→ **Énoncé 1**: Recopiez fidèlement l'extrait sur la catéchèse évangélique, depuis les mots "Conditionner, rendre libre?" jusqu'aux mots "sous sa contrainte." inclus.
→ **Énoncé 2**: Selon l'extrait sur la catéchèse évangélique, combien de fois la parole « Pais mes agneaux » est-elle adressée à Pierre ?
→ **Énoncé 3**: Prolongez l'extrait sur la catéchèse évangélique à partir de sa dernière phrase.

Conditionner, rendre libre? Faire pression, ou favoriser la communication ? Modeler, épanouir? Mais n'avons-nous pas un modèle, même pour les actions de la liberté ? Il faudrait nous retourner vers la catéchèse évangélique. Non pas un code moral et des connaissances, mais une « Bonne nouvelle ». Quelles attitudes s'en dégagent ? Et comment avons-nous pu habiller à notre façon certaines d'entre elles pour couvrir nos motivations les plus autoritaires ?

Joug suave! La communication avec le Christ est un contact qui nous réfléchit vers le centre de nous-mêmes. C'est le paradoxe d'un lien qui n'est pas un lien, mais un appel : un fardeau léger qui soulève et n'appesantit pas sous sa contrainte.

Jésus se présente en refusant d'exercer une domination. Je suis doux et humble de coeur. Ne m'appelez pas rabbi. Ce ne sont pas ceux qui disent Seigneur, Seigneur. Il ne structure aucune relation de dépendance. Le jeune homme riche n'est pas capté : il lui est possible de ne pas tout abandonner et aucun reproche direct ne lui est adressé. Les invitations aux Apôtres sont des acquiescement à leur présence et à leur contact permanent. Mais ne sommes-nous pas tentés, parfois, d'imaginer Jésus recrutant, fascinant, subjuguant, conditionnant ? Il les choisit en écoutant leurs élans authentiques, leurs motivations profondes; en les élucidant. Même le: Pais mes agneaux, répété trois fois à Pierre, n'est pas tellement une direction, un conseil ou un ordre, mais plutôt l'élucidation d'une vocation libre. Qu'on écoute le ton inimitable au secret de son coeur.

→ **Extrait du jeu de données**:
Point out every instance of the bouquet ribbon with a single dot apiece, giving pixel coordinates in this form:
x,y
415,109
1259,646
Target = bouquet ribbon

→ **Corrigé 1**:
Conditionner, rendre libre? Faire pression, ou favoriser la communication ? Modeler, épanouir? Mais n'avons-nous pas un modèle, même pour les actions de la liberté ? Il faudrait nous retourner vers la catéchèse évangélique. Non pas un code moral et des connaissances, mais une « Bonne nouvelle ». Quelles attitudes s'en dégagent ? Et comment avons-nous pu habiller à notre façon certaines d'entre elles pour couvrir nos motivations les plus autoritaires ?

Joug suave! La communication avec le Christ est un contact qui nous réfléchit vers le centre de nous-mêmes. C'est le paradoxe d'un lien qui n'est pas un lien, mais un appel : un fardeau léger qui soulève et n'appesantit pas sous sa contrainte.

→ **Corrigé 2**: Elle lui est adressée trois fois.

→ **Corrigé 3**:
Les Béatitudes sur la montagne sont-elles composées avec des injonctions, des conseils, des jugements ou des suggestions directes ? Le Christ fait-il pression pour que nous pleurions, pour que nous soyons pauvres, pour que nous soyons altérés avec le désir de justice, ou pour que nous allions vers les tribulations ? Et, au préalable, avait-il attiré les foules pour leur faire discours, sans goûter en profondeur les messages des individus rassemblés ?

Le Christ informe, il éclaire, il n'enjoint pas. Vous êtes le sel de la terre... Il énonce, dans les paraboles ou dans ses réflexions directes, des propriétés de la nature spirituelle, j'oserais écrire les lois de la physique de la grâce (ce que Péguy évoquait avec sa physique de la « mouillature »). Il décrit la bénédiction qui est au bord des âmes ameublies par la douleur ou travaillées par la dignité de la justice. C'est parce qu'il ne fait aucune pression que sa parole retentît en chacun de nous comme un écho magnifique. Heureux ceux qui pleurent, heureux ceux qui ont faim et soif de justice, ils seront consolés, rassasiés.

Dans ce message, Jésus ne se met pas à distance mais se place en présence effective de ceux qui pleurent et peinent, pour qu'ils découvrent dans leur solitude et leur angoisse un visage qui les accompagne et les accueille.